====== EXTRAIT DU TEXTE ======
Décrire purement factuellement comment se répartissent des bandes noires sur une feuille blanche, en s’interdisant l’expression de toute sensation, devient aussi un exercice vide de sens. Notre pari était donc que la description permette de se faire une image mentale concrète de ce qu’il y avait effectivement sur le tableau, tout en essayant d’ouvrir vers les « possibles de l’imaginaire », mais sans imposer « des images littéraires » et sans « ramener l’abstrait au figuratif ». 

Trouver cette ligne de crête, complètement subjective et fluctuante, entre ces deux objectifs contradictoires nous a exposés au risque de tomber dans les deux travers à la fois. Nous avons dû effectuer une négociation ardue entre les deux aspects, mais cela nous a semblé la seule voie possible.

Rappelons que le descripteur n’est pas là pour expliquer ou commenter une oeuvre, et encore moins la juger. Il doit se concentrer sur un objectif plus précis : faire voir l’oeuvre en créant avec ses mots une image mentale aussi fidèle que possible. Ce principe amène aussitôt une question primordiale : qu’est-ce que c’est que « voir une oeuvre » ?

Voir une oeuvre, ce n’est pas seulement prendre connaissance d’informations visuelles, c’est aussi et surtout ressentir des émotions et plonger dans l’univers d’un artiste. C’est ce voyage dans la vision d’un autre qui nous fascine et nous enrichit. Audiodécrire a pour but d’essayer d’apporter au public déficient visuel une expérience aussi proche que possible de celle du public lambda.

Pour les oeuvres de Soulages, cette notion d’expérience prend vraiment tout son sens tout en apportant une infinie complexité.

Après quelques heures de travail sur chaque photo pour arriver à un texte d’environ trois cents mots, nous avons fait une première séance de relecture et de réécriture avec Ouiza. 

C’est une des premières oeuvres que nous avons abordées, en apparence très simple, qui nous a donné le plus de fils à retordre : « Encre sur papier 65,6×50,5, vers 1949 »

Elle est constituée uniquement de traits noirs sur un fond blanc, tracés semble-t-il au pinceau de façon assez rapide, sans effet de profondeur ou de transparence de la teinte comme on pourra le voir dans beaucoup d’autres peintures.

(image à ajouter)

Encre Pierre Soulage

L’oeuvre peut évoquer aussi bien un mouvement ou un rythme, qu’une construction, une structure. 

Elle pourrait aussi n’être que le détail d’une peinture plus grande, un morceau qui garderait ainsi tout son mystère. 

Je pense ici à ce que disait Soulages au sujet du lavis de Rembrandt.

(peut être en encadré séparé)

« La femme endormie »  

(Image du lavis la femme endormie)
====== DONNÉES FOURNIES ======
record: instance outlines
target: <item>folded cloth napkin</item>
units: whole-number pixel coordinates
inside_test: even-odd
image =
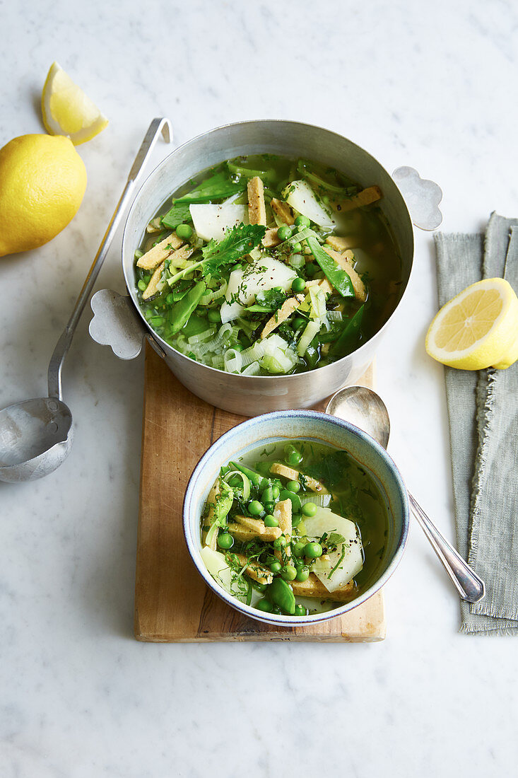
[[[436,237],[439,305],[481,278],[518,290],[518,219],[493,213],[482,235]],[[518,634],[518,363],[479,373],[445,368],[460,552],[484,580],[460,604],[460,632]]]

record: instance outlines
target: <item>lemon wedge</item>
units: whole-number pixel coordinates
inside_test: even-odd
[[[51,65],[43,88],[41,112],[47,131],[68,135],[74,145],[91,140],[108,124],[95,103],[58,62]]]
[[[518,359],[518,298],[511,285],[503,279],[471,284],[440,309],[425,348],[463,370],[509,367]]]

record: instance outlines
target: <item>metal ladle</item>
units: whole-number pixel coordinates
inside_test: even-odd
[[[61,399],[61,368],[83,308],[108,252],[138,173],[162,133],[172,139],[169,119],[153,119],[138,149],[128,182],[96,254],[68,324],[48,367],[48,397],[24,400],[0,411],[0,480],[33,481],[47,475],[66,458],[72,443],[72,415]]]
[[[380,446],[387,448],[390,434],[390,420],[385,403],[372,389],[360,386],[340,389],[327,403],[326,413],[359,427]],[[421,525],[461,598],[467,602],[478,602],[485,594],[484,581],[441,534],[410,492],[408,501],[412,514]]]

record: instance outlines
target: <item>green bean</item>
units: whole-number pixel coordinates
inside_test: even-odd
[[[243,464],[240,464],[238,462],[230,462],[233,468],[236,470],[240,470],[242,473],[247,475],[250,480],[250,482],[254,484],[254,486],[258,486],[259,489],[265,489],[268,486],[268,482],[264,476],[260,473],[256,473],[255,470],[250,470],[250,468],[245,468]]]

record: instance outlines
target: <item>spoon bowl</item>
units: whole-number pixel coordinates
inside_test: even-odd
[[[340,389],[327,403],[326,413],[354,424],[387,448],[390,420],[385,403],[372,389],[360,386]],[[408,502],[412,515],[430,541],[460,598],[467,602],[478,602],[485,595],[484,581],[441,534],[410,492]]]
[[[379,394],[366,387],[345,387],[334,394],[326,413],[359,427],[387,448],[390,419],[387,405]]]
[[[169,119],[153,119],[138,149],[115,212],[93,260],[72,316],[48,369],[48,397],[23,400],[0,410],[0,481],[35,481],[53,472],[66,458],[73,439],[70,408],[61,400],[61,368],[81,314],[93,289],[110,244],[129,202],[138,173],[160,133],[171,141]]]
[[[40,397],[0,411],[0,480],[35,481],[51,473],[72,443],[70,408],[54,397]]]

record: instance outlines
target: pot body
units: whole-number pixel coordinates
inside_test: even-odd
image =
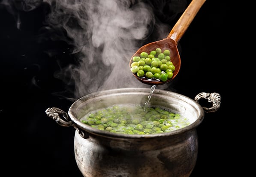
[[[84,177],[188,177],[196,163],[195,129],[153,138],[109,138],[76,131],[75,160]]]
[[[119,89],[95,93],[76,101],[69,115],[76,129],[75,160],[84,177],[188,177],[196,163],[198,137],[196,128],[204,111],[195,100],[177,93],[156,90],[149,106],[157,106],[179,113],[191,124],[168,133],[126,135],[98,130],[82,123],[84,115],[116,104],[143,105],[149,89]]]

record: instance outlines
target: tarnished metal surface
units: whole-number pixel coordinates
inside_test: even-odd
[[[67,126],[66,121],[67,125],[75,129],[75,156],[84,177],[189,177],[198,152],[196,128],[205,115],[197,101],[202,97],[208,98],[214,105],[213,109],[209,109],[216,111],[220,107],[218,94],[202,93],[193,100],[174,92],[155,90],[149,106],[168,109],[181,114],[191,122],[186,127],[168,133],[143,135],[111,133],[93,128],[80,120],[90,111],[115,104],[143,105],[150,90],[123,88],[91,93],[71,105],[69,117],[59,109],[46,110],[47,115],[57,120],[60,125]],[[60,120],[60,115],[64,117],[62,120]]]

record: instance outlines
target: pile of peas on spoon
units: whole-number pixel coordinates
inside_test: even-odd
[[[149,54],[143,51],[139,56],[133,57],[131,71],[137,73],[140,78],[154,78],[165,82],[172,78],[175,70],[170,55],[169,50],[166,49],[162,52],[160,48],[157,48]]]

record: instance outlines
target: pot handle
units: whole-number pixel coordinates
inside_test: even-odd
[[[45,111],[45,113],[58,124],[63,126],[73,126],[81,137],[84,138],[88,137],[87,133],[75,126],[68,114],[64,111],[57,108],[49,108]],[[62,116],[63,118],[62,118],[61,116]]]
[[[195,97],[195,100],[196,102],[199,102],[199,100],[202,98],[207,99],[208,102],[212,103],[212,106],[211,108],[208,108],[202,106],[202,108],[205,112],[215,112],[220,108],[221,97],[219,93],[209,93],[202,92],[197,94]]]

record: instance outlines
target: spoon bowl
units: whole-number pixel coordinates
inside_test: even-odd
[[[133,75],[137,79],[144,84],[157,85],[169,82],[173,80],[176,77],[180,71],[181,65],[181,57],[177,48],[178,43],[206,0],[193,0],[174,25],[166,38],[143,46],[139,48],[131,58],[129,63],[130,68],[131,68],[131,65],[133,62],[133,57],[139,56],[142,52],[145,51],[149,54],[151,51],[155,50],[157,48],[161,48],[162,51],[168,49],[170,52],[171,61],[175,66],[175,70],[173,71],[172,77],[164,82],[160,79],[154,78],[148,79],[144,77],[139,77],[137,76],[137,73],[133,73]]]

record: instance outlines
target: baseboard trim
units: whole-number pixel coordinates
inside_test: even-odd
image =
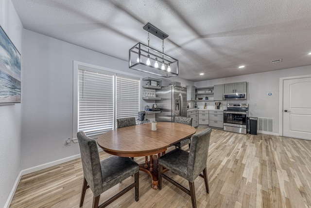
======
## TÂCHE COURTE 1
Dans le texte sur l'audiodescription des œuvres de Soulages, combien de mots comptait environ chaque description rédigée pour une photo avant la première relecture ?
## TÂCHE COURTE 2
Prolongez le texte sur l'audiodescription des œuvres de Soulages à partir de sa dernière ligne.

## RÉPONSE 1
Environ trois cents mots.

## RÉPONSE 2
Soulages raconte :  » C’est un lavis qui représente une femme à demi couchée, en robe d’intérieur, et un jour (j’aimais beaucoup ce lavis), j’avais laissé cette revue ouverte sur ma table, il y avait du désordre, un cahier en avait recouvert une partie et cachait la tête de la femme, ce qui fait que brusquement, je me suis mis à aimer ce que je voyais beaucoup plus encore que le lavis tout entier. »

Pour respecter les propos de Pierre Soulages, j’avais d’abord essayé de rester parfaitement factuel. J’avais décrit les traits de façon objective, sans en oublier un seul, en donnant leurs tailles, leurs formes et leurs inclinaisons. Je m’étais interdit d’y ajouter des éléments d’interprétation, de donner les sensations et ce que la peinture évoquait en moi. 

La relecture avec Ouiza montra immédiatement les limites de ce premier essai. Le texte devenait rapidement difficile à suivre, la description devenait trop complexe à vouloir être trop précise et exhaustive. L’auditeur se noyait dans l’enchevêtrement des détails, le texte échouait à faire exister une image mentale globale et par la même ne créait plus la moindre évocation.

Nous nous sommes alors permis de rajouter des sensations plus subjectives, tout en restant très vigilant à ne pas tomber dans une « poétisation » ou une représentation simplifiée et figurative.

Nous avons fait confiance aux mots et à leur capacité d’évocation, à leur polysémie, à la multiplicité de leurs connotations qui peuvent aussi « ouvrir les possibles de l’imaginaire ».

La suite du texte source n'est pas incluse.